## [REQUIREMENT 1]
Filter the records below and copy every line that contains the word "metal".

## [SOURCE DOCUMENT]
----------------------------------------
Mr. Hunter was active in the town he loved, serving on various committees including the traffic safety committee and the parking working group. He also helped staff the visitor desk at the Chamber of Commerce office in South Chatham, greeting countless visitors to town.

“Dick’s presence, guidance and knowledge will be deeply missed,” Chamber Executive Director Mary Cavanaugh wrote.

Mr. Hunter was also passionate about the Chatham airport and served on the airport commission for many years, mostly as the group’s chairman. He joined the commission not as a pilot, but as a concerned neighbor to the airport. Airport Manager Tim Howard said there was a lapse of management around that time, and the airport had begun to fall into disrepair. In the early days, the airport was using a 1962 tractor to do maintenance. “We couldn’t even cut the lawn,” Howard said.

With his connections at town hall and his knowledge of government, Mr. Hunter helped the airport obtain the equipment it needed to operate safely, often with a minimal impact on town finances, Howard said. “He just felt that the airport was an essential part of this community,” he said.

When public rancor reached new levels over skydiving at the airport, friends and family urged Mr. Hunter to step down from the commission for his own health, Howard said. “He did internalize it. But he certainly always treated people with the best respect he could,” he said. Howard said Mr. Hunter will be remembered as a guiding force at the airport, “but also as a great friend and a super nice guy. He’ll be dearly missed.”

DePasquale said Mr. Hunter had a no-nonsense manner that hid a distinctively fun side of his personality.

“As couples, we used to have Trivial Pursuit night. He would spit out, after 11 minutes, ‘the Magna Carta,’” DePasquale said with a laugh. He said he’ll miss Mr. Hunter both as a colleague and as a close friend.

“He did a lot for the department,” the chief said. “He did a lot for the town.”
----------------------------------------
## [THE INPUT]
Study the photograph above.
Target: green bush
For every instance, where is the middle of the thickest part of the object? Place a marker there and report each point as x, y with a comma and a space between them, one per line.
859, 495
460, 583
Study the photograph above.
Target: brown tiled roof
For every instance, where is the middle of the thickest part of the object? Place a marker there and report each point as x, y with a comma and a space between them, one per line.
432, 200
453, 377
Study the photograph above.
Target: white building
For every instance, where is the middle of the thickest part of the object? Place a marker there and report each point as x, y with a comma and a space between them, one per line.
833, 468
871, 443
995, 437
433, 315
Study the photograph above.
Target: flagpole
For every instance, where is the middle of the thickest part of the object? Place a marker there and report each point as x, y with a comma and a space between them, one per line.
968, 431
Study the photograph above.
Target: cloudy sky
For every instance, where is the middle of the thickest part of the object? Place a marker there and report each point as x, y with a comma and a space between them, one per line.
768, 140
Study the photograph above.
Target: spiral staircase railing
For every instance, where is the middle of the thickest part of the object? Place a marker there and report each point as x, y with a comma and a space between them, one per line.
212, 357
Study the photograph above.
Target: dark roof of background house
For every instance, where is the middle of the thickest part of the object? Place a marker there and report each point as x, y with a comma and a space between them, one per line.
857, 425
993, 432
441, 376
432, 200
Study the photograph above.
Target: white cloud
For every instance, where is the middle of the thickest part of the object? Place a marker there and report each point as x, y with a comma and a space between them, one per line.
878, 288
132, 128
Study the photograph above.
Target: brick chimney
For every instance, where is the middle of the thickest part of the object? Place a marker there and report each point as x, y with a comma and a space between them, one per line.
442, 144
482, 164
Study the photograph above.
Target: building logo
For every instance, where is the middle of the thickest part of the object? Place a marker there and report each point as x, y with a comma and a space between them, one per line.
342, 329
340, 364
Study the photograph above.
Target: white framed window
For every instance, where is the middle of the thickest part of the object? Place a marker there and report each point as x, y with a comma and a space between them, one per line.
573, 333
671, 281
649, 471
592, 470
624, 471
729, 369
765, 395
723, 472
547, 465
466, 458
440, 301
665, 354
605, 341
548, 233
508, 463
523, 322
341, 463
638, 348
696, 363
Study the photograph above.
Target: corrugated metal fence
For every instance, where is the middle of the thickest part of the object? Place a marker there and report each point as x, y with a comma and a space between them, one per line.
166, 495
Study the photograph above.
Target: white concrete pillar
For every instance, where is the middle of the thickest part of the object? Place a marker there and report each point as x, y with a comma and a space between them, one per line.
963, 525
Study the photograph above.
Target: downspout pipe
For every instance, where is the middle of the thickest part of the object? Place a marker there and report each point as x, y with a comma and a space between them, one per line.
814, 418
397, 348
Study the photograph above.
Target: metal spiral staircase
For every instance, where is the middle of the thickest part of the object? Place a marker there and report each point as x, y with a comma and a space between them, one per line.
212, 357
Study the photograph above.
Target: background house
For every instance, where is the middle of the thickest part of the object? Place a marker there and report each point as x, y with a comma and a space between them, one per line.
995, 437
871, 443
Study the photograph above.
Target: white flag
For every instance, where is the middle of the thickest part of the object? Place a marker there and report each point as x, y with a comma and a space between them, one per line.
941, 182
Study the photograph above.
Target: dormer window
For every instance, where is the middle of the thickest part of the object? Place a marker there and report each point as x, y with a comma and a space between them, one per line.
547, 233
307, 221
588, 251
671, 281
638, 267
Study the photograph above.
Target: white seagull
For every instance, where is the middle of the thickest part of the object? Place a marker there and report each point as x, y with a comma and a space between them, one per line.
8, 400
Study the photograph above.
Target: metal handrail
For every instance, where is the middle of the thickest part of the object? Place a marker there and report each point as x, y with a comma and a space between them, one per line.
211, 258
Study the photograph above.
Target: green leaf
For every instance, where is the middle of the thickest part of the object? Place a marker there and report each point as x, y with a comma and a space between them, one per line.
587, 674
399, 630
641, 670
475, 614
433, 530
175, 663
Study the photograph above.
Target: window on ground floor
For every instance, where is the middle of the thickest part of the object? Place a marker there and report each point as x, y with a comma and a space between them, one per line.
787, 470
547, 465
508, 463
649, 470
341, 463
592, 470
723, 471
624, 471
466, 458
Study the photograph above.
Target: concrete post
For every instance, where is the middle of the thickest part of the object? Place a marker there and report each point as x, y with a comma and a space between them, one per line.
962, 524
----------------------------------------
## [REQUIREMENT 2]
Condense the paragraph of the article about Mr. Hunter that begins "Mr. Hunter was also passionate about the Chatham airport" into a short bulleted list that keeps its main facts.

## [RESULT 1]
Target: corrugated metal fence
Target: metal spiral staircase
Target: metal handrail

## [RESULT 2]
- Mr. Hunter served on the Chatham airport commission for many years, mostly as its chairman.
- He joined as a concerned neighbor of the airport, not as a pilot.
- Airport Manager Tim Howard said management had lapsed at that time and the airport had begun to fall into disrepair.
- Early on, the airport used a 1962 tractor for maintenance, and Howard said they "couldn't even cut the lawn."